(Items from a dataset)
++++++++++++++++++++

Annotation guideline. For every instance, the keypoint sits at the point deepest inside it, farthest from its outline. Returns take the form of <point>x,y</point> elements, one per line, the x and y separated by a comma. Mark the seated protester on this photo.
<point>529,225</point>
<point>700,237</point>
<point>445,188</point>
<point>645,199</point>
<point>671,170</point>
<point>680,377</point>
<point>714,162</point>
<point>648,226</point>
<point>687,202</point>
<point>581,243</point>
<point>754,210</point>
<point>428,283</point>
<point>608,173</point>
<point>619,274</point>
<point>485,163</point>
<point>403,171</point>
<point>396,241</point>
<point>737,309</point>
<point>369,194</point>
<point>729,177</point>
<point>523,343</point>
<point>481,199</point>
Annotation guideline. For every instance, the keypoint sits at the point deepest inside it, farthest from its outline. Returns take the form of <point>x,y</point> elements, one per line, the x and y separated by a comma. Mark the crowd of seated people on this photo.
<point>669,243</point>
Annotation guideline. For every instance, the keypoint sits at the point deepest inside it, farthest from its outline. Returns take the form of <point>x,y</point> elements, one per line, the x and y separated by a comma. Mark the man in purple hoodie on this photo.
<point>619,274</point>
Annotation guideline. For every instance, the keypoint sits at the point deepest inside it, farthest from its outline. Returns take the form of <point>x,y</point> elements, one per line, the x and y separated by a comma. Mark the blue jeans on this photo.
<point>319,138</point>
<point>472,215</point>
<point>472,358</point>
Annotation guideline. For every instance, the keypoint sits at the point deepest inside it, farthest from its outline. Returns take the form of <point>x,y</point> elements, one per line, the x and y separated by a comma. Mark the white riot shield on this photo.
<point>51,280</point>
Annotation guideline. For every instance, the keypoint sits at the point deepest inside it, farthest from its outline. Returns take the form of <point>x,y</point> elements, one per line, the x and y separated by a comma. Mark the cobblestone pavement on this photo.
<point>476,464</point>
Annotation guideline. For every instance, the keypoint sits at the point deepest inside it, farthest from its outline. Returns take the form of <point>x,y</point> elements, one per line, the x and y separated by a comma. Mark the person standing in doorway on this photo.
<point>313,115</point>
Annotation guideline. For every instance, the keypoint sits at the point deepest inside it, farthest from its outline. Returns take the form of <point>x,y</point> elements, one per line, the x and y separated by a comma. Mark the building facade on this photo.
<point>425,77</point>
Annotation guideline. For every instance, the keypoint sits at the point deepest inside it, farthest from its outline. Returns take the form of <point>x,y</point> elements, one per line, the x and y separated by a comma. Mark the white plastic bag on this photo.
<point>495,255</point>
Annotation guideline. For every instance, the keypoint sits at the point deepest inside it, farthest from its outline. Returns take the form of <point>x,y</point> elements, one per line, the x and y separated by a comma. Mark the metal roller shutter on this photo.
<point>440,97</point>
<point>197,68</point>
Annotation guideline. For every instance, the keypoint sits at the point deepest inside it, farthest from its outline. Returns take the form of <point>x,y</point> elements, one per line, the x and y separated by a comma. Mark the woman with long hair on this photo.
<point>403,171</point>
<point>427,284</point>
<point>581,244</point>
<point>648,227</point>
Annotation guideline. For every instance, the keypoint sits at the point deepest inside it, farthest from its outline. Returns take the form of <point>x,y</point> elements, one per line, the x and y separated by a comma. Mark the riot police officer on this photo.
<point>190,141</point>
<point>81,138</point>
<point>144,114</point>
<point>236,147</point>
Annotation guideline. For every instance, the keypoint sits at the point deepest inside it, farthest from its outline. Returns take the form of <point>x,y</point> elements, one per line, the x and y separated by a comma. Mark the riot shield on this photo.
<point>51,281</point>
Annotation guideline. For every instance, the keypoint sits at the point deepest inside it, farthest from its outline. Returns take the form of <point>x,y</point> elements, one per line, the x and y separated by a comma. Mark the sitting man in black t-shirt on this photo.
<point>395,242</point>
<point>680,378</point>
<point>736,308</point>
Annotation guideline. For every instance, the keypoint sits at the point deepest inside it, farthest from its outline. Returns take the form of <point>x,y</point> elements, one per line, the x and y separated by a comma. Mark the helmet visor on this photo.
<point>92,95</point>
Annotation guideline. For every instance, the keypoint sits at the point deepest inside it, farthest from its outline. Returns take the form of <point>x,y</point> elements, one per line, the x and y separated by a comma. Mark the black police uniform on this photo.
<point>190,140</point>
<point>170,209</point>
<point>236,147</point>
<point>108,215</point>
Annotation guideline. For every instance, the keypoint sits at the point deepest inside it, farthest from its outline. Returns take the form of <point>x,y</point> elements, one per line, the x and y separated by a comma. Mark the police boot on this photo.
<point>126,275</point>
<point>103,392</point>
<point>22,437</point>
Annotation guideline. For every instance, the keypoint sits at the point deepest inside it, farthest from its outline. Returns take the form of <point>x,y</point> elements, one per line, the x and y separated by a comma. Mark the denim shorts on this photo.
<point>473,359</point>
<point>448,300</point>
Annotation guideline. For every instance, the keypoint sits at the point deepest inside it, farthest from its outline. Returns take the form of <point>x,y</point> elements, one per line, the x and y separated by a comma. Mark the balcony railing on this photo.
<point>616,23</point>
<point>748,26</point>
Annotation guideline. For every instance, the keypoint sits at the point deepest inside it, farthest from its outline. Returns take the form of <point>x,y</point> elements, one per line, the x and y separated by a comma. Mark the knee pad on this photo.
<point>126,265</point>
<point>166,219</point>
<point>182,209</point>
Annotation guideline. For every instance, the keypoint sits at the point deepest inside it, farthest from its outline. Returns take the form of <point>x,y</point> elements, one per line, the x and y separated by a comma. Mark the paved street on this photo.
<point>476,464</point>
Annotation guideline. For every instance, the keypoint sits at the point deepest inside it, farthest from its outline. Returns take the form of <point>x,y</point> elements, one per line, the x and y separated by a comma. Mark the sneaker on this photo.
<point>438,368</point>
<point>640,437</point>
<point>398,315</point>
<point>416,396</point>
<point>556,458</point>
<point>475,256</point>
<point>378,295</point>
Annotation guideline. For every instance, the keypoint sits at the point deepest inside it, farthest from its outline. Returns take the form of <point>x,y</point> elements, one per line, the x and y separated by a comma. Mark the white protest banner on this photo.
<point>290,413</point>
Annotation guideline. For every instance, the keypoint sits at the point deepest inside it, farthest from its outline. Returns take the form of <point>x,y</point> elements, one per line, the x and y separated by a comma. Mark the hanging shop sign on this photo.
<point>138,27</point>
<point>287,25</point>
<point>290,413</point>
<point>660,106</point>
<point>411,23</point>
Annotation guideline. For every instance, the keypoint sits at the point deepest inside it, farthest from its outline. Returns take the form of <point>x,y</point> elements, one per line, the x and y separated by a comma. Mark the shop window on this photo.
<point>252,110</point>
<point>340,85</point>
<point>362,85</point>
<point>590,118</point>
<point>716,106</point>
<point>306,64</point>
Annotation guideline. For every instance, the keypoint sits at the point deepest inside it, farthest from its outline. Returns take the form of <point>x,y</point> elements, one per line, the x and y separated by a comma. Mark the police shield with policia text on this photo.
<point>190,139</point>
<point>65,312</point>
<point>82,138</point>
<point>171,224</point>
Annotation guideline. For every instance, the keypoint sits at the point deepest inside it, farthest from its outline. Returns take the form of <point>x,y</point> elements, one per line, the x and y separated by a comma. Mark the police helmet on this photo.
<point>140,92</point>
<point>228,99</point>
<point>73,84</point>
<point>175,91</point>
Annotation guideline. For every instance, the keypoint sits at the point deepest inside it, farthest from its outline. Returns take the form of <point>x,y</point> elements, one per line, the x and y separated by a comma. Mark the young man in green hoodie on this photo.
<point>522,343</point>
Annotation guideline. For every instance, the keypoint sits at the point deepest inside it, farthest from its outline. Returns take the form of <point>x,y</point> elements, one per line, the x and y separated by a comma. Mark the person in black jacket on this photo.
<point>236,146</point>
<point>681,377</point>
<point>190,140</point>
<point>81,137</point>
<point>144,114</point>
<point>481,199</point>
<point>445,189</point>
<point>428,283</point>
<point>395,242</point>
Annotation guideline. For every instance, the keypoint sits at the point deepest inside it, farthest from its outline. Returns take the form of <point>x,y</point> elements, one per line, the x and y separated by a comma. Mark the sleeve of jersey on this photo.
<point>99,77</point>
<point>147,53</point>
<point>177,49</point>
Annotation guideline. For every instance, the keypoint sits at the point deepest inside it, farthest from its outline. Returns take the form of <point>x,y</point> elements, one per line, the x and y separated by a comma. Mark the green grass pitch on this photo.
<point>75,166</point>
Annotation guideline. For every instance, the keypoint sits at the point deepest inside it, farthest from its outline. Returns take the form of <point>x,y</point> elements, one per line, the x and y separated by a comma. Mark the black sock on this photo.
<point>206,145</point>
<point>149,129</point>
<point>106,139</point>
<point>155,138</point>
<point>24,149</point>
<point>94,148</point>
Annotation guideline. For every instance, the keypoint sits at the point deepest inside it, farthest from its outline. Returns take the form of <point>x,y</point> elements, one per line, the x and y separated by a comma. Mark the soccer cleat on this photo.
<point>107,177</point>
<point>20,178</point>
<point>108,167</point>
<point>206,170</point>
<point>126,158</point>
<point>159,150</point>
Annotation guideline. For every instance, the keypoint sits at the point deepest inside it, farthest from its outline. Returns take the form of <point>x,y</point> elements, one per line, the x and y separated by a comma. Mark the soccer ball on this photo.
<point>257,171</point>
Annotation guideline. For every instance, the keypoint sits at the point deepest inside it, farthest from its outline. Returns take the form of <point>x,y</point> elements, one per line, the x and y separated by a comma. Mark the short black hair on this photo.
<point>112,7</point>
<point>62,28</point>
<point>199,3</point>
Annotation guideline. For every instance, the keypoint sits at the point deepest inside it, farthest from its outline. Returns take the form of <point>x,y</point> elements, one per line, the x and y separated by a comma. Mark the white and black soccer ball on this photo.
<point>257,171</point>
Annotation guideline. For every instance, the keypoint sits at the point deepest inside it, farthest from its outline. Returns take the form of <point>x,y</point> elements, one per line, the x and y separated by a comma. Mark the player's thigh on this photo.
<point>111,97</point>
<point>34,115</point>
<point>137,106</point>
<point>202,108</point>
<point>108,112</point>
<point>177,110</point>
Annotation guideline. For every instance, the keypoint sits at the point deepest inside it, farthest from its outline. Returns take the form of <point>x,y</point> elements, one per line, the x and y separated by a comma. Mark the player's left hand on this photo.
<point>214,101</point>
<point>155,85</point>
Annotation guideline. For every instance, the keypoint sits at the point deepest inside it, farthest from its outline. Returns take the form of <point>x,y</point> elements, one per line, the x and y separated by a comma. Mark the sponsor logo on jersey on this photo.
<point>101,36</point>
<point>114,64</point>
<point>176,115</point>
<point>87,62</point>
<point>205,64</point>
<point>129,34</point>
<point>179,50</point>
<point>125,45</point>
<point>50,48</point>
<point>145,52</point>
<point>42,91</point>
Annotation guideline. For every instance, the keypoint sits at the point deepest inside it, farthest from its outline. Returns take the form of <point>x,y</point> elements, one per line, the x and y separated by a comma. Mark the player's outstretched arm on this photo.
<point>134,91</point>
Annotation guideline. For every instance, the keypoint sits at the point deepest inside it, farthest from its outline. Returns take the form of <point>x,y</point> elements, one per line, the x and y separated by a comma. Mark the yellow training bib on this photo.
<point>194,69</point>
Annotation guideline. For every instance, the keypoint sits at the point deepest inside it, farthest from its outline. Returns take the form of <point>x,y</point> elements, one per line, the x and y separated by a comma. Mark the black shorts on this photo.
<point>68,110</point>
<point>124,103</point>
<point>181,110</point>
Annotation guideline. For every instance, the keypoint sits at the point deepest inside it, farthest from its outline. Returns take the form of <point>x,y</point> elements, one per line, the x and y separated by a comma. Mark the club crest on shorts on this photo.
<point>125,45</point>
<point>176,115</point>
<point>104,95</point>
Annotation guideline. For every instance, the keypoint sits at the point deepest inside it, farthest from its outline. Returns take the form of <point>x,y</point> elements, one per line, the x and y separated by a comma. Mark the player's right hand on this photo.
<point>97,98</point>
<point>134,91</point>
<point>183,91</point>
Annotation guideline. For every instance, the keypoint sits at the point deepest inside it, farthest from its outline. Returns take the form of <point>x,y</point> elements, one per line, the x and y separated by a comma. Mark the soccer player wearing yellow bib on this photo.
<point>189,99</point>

++++++++++++++++++++

» **Direction**
Begin at the line that has "on shorts on this photo." and stop after the line with "<point>104,95</point>". Give those lines again with "club crest" switched to "team badge" and everything else unchanged.

» **Exercise output**
Annotation guideline. For every instance, the keypoint sits at the point deepest inside it, farthest from its outline. Returns take the form of <point>x,y</point> elements, one per line, the x and y separated by a comma. Mark the team badge on shorts on this photo.
<point>125,45</point>
<point>176,115</point>
<point>104,95</point>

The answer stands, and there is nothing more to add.